* [Page text]
- Born: May 24, 1975 (age 49) Rio de Janeiro, Rio de Janeiro, Brazil
- Occupation(s): Television director, film director, ex-actress
- Years active: 1991–present
- Spouse: Marcos Palmeira ​ ​(m. 2005; div. 2012)​;
- Partner: Arnon Affonso (2014–2020)
- Children: 1
- Parent(s): Jorge Mautner Ruth Mendes

= Amora Mautner =

Brazilian television director (born 1975)

Amora Mautner (born May 24, 1975) is a Brazilian television director and former actress. She has worked in many telenovelas and TV series broadcast by Rede Globo.

==Biography==
Mautner was born in Rio de Janeiro on May 24, 1975. She is the only daughter of famous singer and writer Jorge Mautner and historian Ruth Mendes, and is of Austrian-Jewish and Yugoslav descent on her father's side. She initially debuted as an actress, portraying Paula in the 1991–92 telenovela Vamp, and also appeared in an episode of the TV series Você Decide, but later abandoned the acting career to become involved in directing.

She debuted as assistant director in the first season of the long-running soap opera Malhação in 1995, but wouldn't direct her first telenovela until O Cravo e a Rosa from 2000. In 2012, Mautner and Ricardo Waddington (who would become one of her most frequent collaborators) won the Prêmio Contigo! de TV, in the category "Best Director", for Cordel Encantado. After her work in the successful Avenida Brasil, which was nominated to the International Emmy Award for Best Telenovela (and won her yet another Prêmio Contigo! de TV for Best Director in 2013), and Joia Rara, she was promoted to Rede Globo's art director in 2014.

* [Given task] Can you print the Amora Mautner article word for word, from "- Born: May" to "Arnon Affonso (2014–2020)"?

* [Stored data]
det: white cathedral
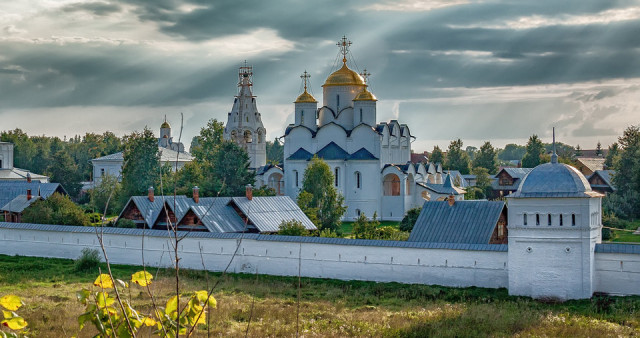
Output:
[224,37,464,220]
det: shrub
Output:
[400,208,422,232]
[116,218,137,228]
[278,220,309,236]
[75,248,100,271]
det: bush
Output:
[116,218,137,228]
[400,207,422,232]
[75,248,100,271]
[278,220,309,236]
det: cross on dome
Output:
[336,35,351,64]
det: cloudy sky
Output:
[0,0,640,151]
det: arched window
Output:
[382,174,400,196]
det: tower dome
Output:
[513,162,593,197]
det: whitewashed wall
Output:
[0,228,508,288]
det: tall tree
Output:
[522,134,544,168]
[298,156,347,230]
[122,127,160,202]
[429,146,444,164]
[445,139,471,175]
[473,141,498,173]
[46,150,82,197]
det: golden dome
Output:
[293,89,318,103]
[353,87,378,101]
[322,63,365,87]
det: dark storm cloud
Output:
[61,2,122,16]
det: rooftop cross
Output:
[336,35,351,64]
[360,68,371,83]
[300,70,311,92]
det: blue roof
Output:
[0,181,67,210]
[287,148,313,161]
[409,200,505,244]
[349,148,378,160]
[0,222,508,252]
[316,142,349,160]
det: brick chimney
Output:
[245,184,253,201]
[193,185,200,203]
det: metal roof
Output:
[596,243,640,255]
[316,141,349,160]
[409,200,505,244]
[0,181,67,207]
[0,222,510,252]
[232,196,316,232]
[0,195,42,213]
[509,163,600,198]
[287,148,313,161]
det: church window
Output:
[382,174,400,196]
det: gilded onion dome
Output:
[322,60,365,87]
[353,86,378,101]
[293,89,318,103]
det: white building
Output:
[0,142,49,183]
[224,62,267,169]
[90,121,193,185]
[252,38,464,220]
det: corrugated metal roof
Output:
[316,142,349,160]
[596,243,640,255]
[409,201,504,244]
[0,181,67,210]
[0,222,510,252]
[0,195,42,213]
[232,196,316,232]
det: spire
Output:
[551,127,558,163]
[336,35,351,65]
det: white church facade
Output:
[250,38,464,220]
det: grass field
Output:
[0,255,640,337]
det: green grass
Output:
[0,255,640,337]
[340,221,400,236]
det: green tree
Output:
[522,134,544,168]
[604,142,620,169]
[121,127,160,202]
[46,150,82,197]
[298,156,347,230]
[266,138,284,164]
[445,139,471,175]
[278,220,309,236]
[89,175,122,215]
[22,193,89,225]
[473,142,498,173]
[429,146,445,164]
[498,143,527,161]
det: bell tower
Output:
[224,61,267,169]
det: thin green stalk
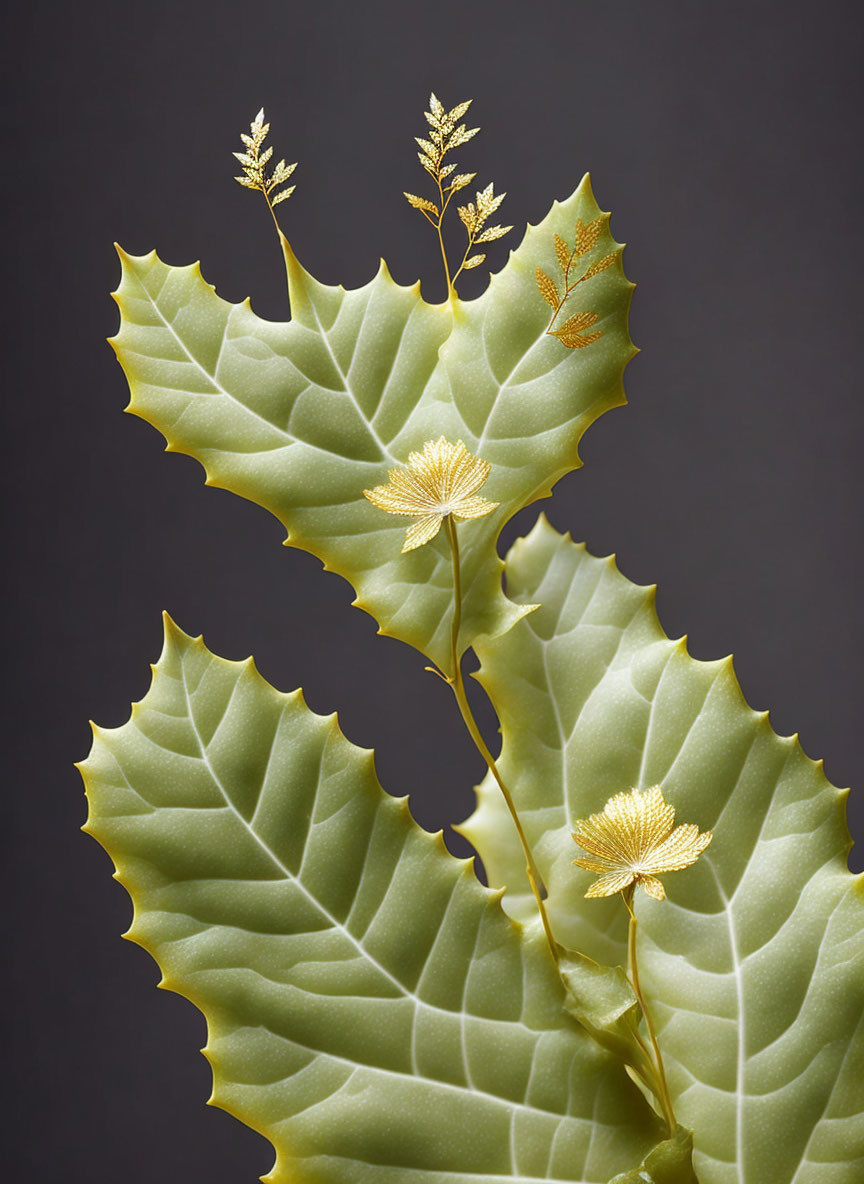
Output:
[621,884,677,1135]
[444,514,559,963]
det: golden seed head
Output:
[234,108,297,206]
[573,785,711,900]
[363,436,498,552]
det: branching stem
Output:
[621,884,677,1137]
[444,514,559,963]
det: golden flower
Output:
[363,436,498,551]
[573,785,711,900]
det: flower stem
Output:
[621,884,677,1135]
[444,514,559,963]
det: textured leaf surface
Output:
[114,178,633,665]
[456,520,864,1184]
[82,623,659,1184]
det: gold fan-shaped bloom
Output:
[573,785,711,900]
[363,436,498,551]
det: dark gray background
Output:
[2,0,864,1184]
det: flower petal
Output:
[634,875,666,900]
[585,870,636,896]
[640,823,713,871]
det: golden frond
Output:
[554,333,602,349]
[535,268,561,311]
[537,214,618,349]
[363,436,498,552]
[405,92,512,297]
[402,192,438,215]
[233,108,297,207]
[475,226,512,243]
[574,214,606,259]
[573,785,711,900]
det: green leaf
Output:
[114,178,634,667]
[460,520,864,1184]
[610,1126,697,1184]
[75,622,659,1184]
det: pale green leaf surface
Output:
[112,178,633,667]
[82,622,660,1184]
[462,519,864,1184]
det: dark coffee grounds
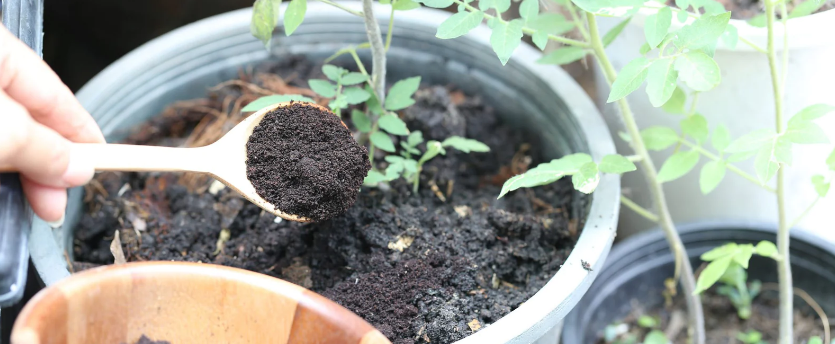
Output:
[246,103,371,221]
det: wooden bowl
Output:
[11,262,390,344]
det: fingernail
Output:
[62,149,96,187]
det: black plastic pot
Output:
[561,221,835,344]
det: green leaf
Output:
[386,76,420,111]
[725,129,776,153]
[658,151,699,183]
[435,10,484,39]
[342,87,371,105]
[571,162,600,194]
[307,79,336,98]
[693,256,733,294]
[681,114,708,143]
[643,330,670,344]
[641,126,679,151]
[377,113,409,135]
[673,12,731,51]
[442,136,490,153]
[249,0,281,49]
[601,17,632,48]
[531,31,548,50]
[284,0,307,36]
[247,94,313,112]
[418,140,446,166]
[418,0,453,8]
[608,57,650,103]
[710,124,731,152]
[661,86,687,115]
[339,72,368,86]
[754,144,780,184]
[351,109,371,133]
[699,161,725,195]
[536,47,589,65]
[599,154,638,174]
[754,241,777,258]
[490,19,522,65]
[783,120,829,144]
[812,174,829,197]
[478,0,510,13]
[644,7,673,48]
[647,59,678,107]
[519,0,539,21]
[368,131,394,153]
[675,51,722,92]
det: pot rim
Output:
[30,1,620,344]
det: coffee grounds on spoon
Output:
[246,103,371,221]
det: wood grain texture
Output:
[12,262,390,344]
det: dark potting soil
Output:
[246,103,371,221]
[597,288,823,344]
[73,58,588,344]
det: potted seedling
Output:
[24,0,628,343]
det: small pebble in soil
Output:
[246,103,371,221]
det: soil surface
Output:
[73,58,588,344]
[246,103,371,221]
[597,289,823,344]
[667,0,835,20]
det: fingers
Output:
[0,91,94,188]
[0,26,104,143]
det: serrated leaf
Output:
[681,114,708,143]
[351,109,371,133]
[641,126,679,151]
[339,72,368,86]
[307,79,336,98]
[673,12,731,51]
[725,129,776,153]
[699,161,725,195]
[693,256,733,294]
[606,57,650,103]
[647,58,678,107]
[536,47,589,65]
[442,136,490,153]
[812,174,829,197]
[675,51,722,92]
[754,240,777,258]
[386,76,420,111]
[490,19,522,65]
[710,124,731,152]
[601,17,632,48]
[598,154,638,174]
[249,0,281,49]
[435,10,484,39]
[368,131,394,153]
[377,113,409,135]
[658,151,699,183]
[571,162,600,194]
[247,94,313,112]
[661,86,687,115]
[284,0,307,36]
[644,7,673,48]
[519,0,539,21]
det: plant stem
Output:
[362,0,386,108]
[680,140,776,192]
[319,0,363,17]
[586,13,705,344]
[765,0,794,344]
[620,195,658,223]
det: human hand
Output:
[0,25,104,224]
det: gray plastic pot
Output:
[562,221,835,344]
[30,2,620,344]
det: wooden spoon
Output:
[0,102,347,222]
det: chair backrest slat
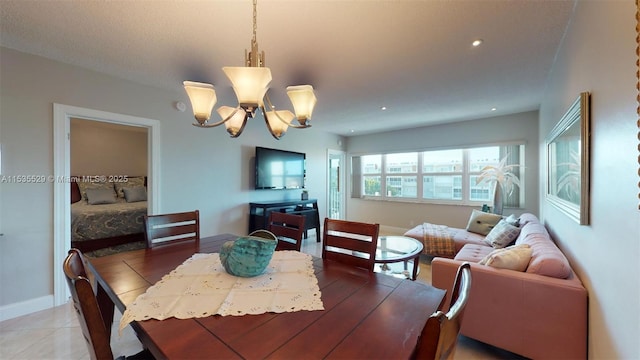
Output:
[322,218,380,272]
[269,211,305,251]
[62,249,113,360]
[144,210,200,248]
[412,262,471,360]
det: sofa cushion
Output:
[485,220,520,249]
[467,209,502,236]
[479,244,532,271]
[455,244,494,263]
[516,221,571,279]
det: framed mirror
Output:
[547,92,590,225]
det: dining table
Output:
[88,234,445,359]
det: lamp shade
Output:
[183,81,218,125]
[264,110,294,139]
[287,85,318,125]
[218,106,247,137]
[222,66,271,109]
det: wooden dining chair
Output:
[144,210,200,248]
[269,211,304,251]
[322,218,380,272]
[62,249,153,360]
[412,262,471,360]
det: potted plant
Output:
[476,155,520,215]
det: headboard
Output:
[69,175,147,204]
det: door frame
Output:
[326,149,347,220]
[52,103,160,306]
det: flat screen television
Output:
[256,146,306,189]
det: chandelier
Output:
[183,0,317,140]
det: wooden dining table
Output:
[89,234,445,359]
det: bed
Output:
[70,176,147,253]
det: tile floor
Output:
[0,236,521,360]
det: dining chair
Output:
[322,218,380,272]
[62,249,153,360]
[144,210,200,248]
[269,211,304,251]
[412,262,471,360]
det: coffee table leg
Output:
[411,254,420,281]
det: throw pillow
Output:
[484,220,520,249]
[479,244,533,271]
[467,209,502,236]
[504,214,520,226]
[122,186,147,202]
[78,177,113,201]
[86,188,116,205]
[114,176,144,198]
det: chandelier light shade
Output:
[222,66,271,109]
[287,85,317,125]
[183,0,317,140]
[264,110,295,139]
[218,106,247,137]
[184,81,218,125]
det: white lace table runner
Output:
[120,251,324,331]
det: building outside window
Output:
[352,144,524,207]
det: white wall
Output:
[0,48,340,320]
[347,111,539,229]
[70,119,147,176]
[540,0,640,359]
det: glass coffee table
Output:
[374,235,424,280]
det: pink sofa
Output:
[431,214,588,359]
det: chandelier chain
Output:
[251,0,258,44]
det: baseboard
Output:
[380,225,409,235]
[0,295,53,321]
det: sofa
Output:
[431,213,588,359]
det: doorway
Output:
[53,104,160,306]
[327,149,346,220]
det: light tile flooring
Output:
[0,232,520,360]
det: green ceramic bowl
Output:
[220,230,278,277]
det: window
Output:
[352,144,524,207]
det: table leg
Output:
[411,254,420,281]
[96,283,115,337]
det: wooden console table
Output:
[249,199,321,242]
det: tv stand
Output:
[249,199,320,242]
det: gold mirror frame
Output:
[547,92,591,225]
[636,0,640,210]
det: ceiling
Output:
[0,0,574,136]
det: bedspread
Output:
[71,199,147,241]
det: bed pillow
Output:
[122,186,147,202]
[467,209,502,236]
[504,214,520,226]
[78,177,113,201]
[86,188,116,205]
[484,220,520,249]
[479,244,533,271]
[115,176,144,198]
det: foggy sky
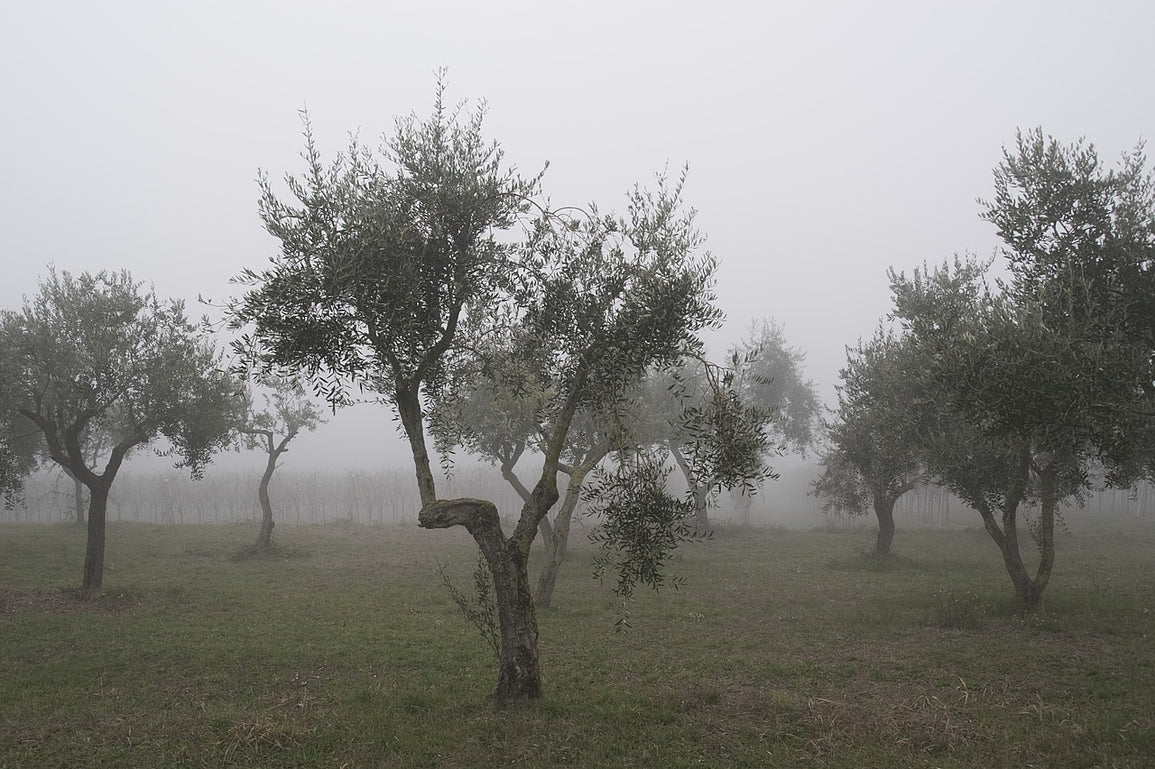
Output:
[0,0,1155,468]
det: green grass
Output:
[0,518,1155,768]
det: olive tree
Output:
[0,270,240,592]
[813,329,925,555]
[232,87,762,703]
[430,344,631,607]
[892,130,1155,606]
[237,375,325,551]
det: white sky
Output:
[0,0,1155,466]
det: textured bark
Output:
[417,499,542,705]
[978,452,1057,609]
[874,497,895,555]
[256,451,277,550]
[68,473,84,527]
[872,484,915,555]
[80,480,112,595]
[670,446,710,531]
[535,471,586,607]
[395,383,437,507]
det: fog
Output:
[0,0,1155,480]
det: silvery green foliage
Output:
[2,270,240,475]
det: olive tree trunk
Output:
[873,484,915,555]
[418,499,542,705]
[978,468,1058,609]
[256,453,277,550]
[80,481,112,595]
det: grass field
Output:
[0,517,1155,768]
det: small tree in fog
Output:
[813,330,923,555]
[0,270,240,592]
[892,130,1155,607]
[237,376,325,551]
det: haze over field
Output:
[0,0,1155,468]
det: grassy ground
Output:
[0,508,1155,769]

* [Task solution]
- Born: May 24, 1975 (age 49) Rio de Janeiro, Rio de Janeiro, Brazil
- Occupation(s): Television director, film director, ex-actress
- Years active: 1991–present
- Spouse: Marcos Palmeira ​ ​(m. 2005; div. 2012)​;
- Partner: Arnon Affonso (2014–2020)